#### [EXCERPT TO READ]
[GE users] Sun GridEngine execution hosts not finding config

Reuti reuti at staff.uni-marburg.de
Fri Mar 31 09:32:58 BST 2006


Hi,

Am 30.03.2006 um 13:31 schrieb Richard Hobbs:

> Hello,
>
>> -----Original Message-----
>> From: Reuti [mailto:reuti at staff.uni-marburg.de]
>> Sent: 29 March 2006 22:19
>> To: users at gridengine.sunsource.net
>> Subject: Re: [GE users] Sun GridEngine execution hosts not
>> finding config
>>
>> Hi,
>>
>> Am 29.03.2006 um 13:52 schrieb Richard Hobbs:
>>
>>> Hello,
>>>
>>> We have a number of Sun GridEngine execution hosts with qmaster on a
>>> separate machine. Most of the 44 hosts work perfectly, but
>> a few of
>>> them are
>>> reporting "local configuration host.domain not defined -
>> using global
>>
>> do you need any local configuration at all? I remember this only for
>> 5.3, and as all nodes used the same configuration I simply ignored
>> this message, as it was intended to work this way.
>
> No, I do not need any local configuration, and I have never set any  
> up, but
> the reason I am concerned is that after printing this error message  
> to the
> screen, "qmon" shows all queues on that host as red. Not disabled,  
> or alarm,
> just red with no disabled/suspended/alarm status bar at the bottom  
> of each
> queue at all.
>

if they are red, they are not available. In the "qhost" command they  
should also get only dashes for their entries, and a "au" in "qstat - 
f". Did you change any setting of the network configuration?

Is there anything in:

$SGE_ROOT/default/common/local_conf

Cheers - Reuti


>> Which SGE version are you using?
>
> 5.3p6
>
>> What is qconf -sconfl saying?
>
> 'qconf -sconfl' is reporting a list of hosts. However, the hosts  
> that are
> reporting "no local config" are not in the list. The hosts that are  
> "broken"

#### [Region labeling entries]
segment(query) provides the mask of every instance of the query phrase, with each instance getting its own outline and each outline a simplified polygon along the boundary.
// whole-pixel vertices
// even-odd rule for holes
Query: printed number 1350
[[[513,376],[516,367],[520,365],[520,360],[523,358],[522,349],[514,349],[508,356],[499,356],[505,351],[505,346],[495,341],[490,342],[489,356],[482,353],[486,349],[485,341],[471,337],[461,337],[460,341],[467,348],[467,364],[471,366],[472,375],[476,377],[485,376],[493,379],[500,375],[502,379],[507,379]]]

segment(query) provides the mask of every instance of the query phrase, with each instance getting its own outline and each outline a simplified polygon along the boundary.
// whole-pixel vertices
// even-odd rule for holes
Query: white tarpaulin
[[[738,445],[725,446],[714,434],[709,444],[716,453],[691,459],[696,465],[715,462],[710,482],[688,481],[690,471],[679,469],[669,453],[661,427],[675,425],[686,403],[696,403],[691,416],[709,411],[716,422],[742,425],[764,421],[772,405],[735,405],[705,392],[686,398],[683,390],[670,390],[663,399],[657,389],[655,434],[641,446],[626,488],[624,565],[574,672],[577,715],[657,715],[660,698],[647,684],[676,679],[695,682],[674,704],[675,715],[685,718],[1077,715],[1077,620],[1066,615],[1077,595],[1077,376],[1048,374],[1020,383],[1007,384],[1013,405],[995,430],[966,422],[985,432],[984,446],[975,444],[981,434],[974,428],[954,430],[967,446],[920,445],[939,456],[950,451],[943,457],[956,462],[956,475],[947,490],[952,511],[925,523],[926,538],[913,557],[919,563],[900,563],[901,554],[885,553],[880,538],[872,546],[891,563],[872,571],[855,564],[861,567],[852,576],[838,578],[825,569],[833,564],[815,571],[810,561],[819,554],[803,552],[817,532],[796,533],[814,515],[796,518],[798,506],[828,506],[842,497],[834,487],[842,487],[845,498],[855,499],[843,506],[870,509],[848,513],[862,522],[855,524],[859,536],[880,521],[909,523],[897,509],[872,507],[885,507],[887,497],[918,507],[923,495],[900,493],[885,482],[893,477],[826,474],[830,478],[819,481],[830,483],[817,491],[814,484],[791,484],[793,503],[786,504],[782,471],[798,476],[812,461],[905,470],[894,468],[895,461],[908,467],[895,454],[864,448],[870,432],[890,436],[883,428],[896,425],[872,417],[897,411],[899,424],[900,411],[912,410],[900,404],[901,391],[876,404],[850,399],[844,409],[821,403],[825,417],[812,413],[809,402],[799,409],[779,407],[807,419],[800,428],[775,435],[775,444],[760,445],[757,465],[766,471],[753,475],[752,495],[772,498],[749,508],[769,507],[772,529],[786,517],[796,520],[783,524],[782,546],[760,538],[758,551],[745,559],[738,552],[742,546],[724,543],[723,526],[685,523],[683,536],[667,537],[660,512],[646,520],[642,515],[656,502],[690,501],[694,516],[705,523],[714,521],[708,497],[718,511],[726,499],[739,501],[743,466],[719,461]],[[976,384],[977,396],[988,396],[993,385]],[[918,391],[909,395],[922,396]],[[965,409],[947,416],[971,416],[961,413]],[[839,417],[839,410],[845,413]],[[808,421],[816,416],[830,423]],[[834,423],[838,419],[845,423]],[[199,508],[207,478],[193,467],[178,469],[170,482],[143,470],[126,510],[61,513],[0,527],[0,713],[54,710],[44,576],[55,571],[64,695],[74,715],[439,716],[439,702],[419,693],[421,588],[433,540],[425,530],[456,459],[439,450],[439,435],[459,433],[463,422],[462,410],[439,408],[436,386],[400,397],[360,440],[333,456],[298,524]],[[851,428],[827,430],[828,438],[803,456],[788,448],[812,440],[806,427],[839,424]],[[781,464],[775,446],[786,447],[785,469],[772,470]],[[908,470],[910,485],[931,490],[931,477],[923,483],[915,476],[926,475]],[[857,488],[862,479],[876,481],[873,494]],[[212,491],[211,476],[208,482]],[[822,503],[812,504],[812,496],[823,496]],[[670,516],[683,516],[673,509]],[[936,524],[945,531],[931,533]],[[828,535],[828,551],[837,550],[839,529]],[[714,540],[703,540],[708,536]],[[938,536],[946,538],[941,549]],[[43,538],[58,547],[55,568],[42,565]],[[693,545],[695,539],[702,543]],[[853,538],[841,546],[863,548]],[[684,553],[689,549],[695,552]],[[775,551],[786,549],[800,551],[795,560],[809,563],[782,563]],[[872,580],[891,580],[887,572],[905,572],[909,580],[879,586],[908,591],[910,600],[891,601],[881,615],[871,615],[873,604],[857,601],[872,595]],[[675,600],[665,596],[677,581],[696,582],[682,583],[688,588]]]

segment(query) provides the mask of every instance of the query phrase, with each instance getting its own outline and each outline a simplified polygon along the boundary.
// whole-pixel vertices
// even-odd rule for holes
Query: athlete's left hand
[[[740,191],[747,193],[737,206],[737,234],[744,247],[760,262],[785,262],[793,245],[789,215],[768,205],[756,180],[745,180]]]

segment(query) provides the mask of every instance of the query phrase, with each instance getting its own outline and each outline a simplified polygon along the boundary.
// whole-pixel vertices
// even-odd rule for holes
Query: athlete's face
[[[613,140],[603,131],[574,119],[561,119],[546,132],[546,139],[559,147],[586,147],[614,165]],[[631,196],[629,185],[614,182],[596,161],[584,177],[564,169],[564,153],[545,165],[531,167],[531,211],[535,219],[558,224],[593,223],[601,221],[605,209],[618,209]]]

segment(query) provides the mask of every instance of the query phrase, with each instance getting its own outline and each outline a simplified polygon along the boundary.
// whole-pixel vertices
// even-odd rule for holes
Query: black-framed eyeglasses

#### [DIRECTIVE A]
In the GridEngine thread, condense the paragraph beginning "if they are red, they are not available" into one or two shorter sentences that keep its main facts.
#### [DIRECTIVE B]
In the entries, substitute "contour" for every "outline" in the lines from the top of the entries through the line containing "Query: printed number 1350". Return those lines with nothing else changed.

#### [EXERCISE RESULT A]
Red queues are unavailable: "qhost" should show only dashes for them, and "qstat -f" should show "au". Was any network configuration setting changed?

#### [EXERCISE RESULT B]
segment(query) provides the mask of every instance of the query phrase, with each instance getting its own contour and each contour a simplified polygon along the boundary.
// whole-pixel vertices
// even-odd rule for holes
Query: printed number 1350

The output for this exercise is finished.